[Records of labeled regions]
——————————
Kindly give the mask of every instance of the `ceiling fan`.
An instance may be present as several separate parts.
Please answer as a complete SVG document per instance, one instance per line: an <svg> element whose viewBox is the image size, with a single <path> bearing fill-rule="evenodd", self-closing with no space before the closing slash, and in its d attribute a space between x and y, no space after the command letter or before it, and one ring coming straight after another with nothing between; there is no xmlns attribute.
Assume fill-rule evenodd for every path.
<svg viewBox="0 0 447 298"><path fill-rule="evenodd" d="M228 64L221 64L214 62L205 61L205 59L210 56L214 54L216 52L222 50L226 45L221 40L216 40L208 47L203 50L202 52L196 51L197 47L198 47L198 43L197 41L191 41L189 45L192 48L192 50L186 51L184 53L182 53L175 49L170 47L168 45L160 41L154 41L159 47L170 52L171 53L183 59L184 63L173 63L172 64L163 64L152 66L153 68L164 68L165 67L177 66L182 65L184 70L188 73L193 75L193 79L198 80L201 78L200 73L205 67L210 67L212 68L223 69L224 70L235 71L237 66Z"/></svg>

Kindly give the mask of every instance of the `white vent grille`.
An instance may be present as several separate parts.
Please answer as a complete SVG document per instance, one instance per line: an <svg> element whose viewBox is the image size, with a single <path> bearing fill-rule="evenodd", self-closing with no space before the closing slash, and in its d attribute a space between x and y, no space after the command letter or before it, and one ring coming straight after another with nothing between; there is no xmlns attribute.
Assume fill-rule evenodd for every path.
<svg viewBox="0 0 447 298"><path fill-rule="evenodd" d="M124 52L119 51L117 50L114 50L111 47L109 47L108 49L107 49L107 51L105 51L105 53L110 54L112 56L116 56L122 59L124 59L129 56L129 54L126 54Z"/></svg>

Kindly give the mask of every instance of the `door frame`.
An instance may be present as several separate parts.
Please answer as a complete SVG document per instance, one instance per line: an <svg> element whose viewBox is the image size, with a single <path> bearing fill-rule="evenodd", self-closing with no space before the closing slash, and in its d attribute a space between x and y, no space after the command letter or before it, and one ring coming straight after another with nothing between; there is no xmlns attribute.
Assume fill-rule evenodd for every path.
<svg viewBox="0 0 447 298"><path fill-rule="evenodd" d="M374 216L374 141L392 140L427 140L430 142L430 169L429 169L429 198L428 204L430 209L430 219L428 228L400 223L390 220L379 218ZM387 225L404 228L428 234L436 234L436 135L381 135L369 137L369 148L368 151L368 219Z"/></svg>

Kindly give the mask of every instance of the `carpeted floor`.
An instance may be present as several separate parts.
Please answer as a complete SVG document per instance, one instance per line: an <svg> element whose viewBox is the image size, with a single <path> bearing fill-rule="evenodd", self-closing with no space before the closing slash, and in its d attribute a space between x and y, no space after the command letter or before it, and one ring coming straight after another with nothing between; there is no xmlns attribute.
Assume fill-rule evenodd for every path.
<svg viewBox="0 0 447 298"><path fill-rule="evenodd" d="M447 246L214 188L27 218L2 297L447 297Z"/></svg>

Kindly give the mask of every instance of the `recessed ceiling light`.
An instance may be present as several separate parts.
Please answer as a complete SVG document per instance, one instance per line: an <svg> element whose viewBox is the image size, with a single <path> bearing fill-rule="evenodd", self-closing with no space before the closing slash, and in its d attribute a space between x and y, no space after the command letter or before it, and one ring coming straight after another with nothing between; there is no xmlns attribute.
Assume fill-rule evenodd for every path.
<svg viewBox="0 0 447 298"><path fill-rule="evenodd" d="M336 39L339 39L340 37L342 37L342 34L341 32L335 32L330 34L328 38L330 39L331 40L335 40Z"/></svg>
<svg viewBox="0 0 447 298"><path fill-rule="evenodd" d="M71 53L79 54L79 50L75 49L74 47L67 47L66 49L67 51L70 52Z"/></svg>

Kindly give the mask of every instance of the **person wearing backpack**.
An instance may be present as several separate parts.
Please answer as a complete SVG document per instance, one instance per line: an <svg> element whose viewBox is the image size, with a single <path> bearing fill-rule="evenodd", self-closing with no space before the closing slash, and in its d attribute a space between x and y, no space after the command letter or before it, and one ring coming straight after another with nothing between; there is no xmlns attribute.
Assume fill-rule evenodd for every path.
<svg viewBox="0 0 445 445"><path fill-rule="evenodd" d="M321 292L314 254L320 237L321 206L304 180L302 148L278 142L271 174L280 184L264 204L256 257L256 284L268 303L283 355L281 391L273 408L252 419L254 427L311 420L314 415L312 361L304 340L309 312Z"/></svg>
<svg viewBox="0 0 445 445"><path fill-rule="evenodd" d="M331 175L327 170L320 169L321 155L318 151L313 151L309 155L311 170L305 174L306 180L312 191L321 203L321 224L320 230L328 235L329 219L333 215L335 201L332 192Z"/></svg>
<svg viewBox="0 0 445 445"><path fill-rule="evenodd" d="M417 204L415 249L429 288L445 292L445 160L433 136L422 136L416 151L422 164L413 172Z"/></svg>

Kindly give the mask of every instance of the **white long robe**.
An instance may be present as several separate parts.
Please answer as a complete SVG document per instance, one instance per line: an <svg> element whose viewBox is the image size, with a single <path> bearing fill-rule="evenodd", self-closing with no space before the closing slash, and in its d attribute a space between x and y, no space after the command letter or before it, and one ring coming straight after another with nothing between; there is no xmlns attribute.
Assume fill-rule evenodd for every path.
——————————
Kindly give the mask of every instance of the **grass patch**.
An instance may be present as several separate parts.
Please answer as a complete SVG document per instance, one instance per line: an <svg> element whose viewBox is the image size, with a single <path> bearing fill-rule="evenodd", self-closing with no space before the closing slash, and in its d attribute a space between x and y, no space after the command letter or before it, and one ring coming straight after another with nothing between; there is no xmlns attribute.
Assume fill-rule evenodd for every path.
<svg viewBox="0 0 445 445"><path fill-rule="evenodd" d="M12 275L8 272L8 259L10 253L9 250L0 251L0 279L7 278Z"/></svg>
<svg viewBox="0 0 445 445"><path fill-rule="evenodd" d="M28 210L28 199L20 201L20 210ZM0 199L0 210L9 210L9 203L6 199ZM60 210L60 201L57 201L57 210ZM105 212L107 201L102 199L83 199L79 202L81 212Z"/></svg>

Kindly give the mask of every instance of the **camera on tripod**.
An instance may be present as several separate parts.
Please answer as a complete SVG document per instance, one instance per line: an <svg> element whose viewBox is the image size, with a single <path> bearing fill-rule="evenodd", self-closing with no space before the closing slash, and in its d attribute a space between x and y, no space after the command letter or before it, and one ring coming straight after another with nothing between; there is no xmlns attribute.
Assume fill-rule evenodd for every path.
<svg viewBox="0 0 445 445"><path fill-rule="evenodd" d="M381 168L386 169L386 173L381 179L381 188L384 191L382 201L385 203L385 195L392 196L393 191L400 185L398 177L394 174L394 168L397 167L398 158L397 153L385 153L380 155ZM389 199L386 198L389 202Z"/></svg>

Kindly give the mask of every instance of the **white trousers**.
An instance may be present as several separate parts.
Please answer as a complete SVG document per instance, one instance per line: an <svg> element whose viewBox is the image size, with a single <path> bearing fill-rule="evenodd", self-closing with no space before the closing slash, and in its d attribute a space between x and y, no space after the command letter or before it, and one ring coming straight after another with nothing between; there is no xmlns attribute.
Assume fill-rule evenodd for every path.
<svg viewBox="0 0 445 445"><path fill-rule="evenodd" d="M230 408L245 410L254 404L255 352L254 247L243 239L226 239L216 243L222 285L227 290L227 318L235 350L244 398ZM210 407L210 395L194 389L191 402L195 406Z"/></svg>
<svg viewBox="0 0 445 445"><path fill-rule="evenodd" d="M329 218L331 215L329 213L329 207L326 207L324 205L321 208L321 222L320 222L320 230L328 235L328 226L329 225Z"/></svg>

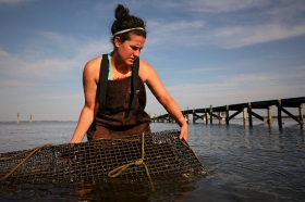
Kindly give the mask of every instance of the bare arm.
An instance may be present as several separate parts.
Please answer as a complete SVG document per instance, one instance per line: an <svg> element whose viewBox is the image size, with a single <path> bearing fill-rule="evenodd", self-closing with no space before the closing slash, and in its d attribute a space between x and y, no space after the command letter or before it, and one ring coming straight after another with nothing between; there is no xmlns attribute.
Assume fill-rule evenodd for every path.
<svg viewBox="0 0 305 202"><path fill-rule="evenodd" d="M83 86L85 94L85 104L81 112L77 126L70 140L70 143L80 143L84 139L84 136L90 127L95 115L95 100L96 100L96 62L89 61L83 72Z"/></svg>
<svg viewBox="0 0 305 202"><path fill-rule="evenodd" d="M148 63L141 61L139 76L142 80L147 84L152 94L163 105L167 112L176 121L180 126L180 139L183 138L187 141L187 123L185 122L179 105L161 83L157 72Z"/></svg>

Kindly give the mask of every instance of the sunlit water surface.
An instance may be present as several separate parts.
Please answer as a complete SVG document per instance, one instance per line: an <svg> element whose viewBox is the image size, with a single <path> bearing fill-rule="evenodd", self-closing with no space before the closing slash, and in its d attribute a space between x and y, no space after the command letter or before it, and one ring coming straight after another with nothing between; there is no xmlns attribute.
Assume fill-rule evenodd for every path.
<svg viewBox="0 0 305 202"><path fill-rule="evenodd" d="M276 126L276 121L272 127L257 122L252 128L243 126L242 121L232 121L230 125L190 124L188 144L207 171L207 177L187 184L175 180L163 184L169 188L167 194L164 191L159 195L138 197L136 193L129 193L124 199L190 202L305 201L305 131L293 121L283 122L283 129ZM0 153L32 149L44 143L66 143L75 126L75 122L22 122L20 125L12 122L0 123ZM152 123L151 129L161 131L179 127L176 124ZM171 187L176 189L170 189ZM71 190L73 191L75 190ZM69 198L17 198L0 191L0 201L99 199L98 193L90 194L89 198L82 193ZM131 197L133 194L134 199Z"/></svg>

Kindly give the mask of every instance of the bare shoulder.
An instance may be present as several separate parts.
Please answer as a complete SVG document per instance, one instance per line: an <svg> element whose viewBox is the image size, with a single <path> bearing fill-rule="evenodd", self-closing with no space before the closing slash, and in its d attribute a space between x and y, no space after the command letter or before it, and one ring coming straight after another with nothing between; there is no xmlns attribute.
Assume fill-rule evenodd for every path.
——————————
**PROBLEM TO WORK ON:** Which lines of the records contain the word "bare"? Copy out each of those lines.

**OUTPUT FOR THIS TASK:**
Kindly give the mask of every instance of the bare arm.
Kindly give the mask of every instance of the bare shoulder.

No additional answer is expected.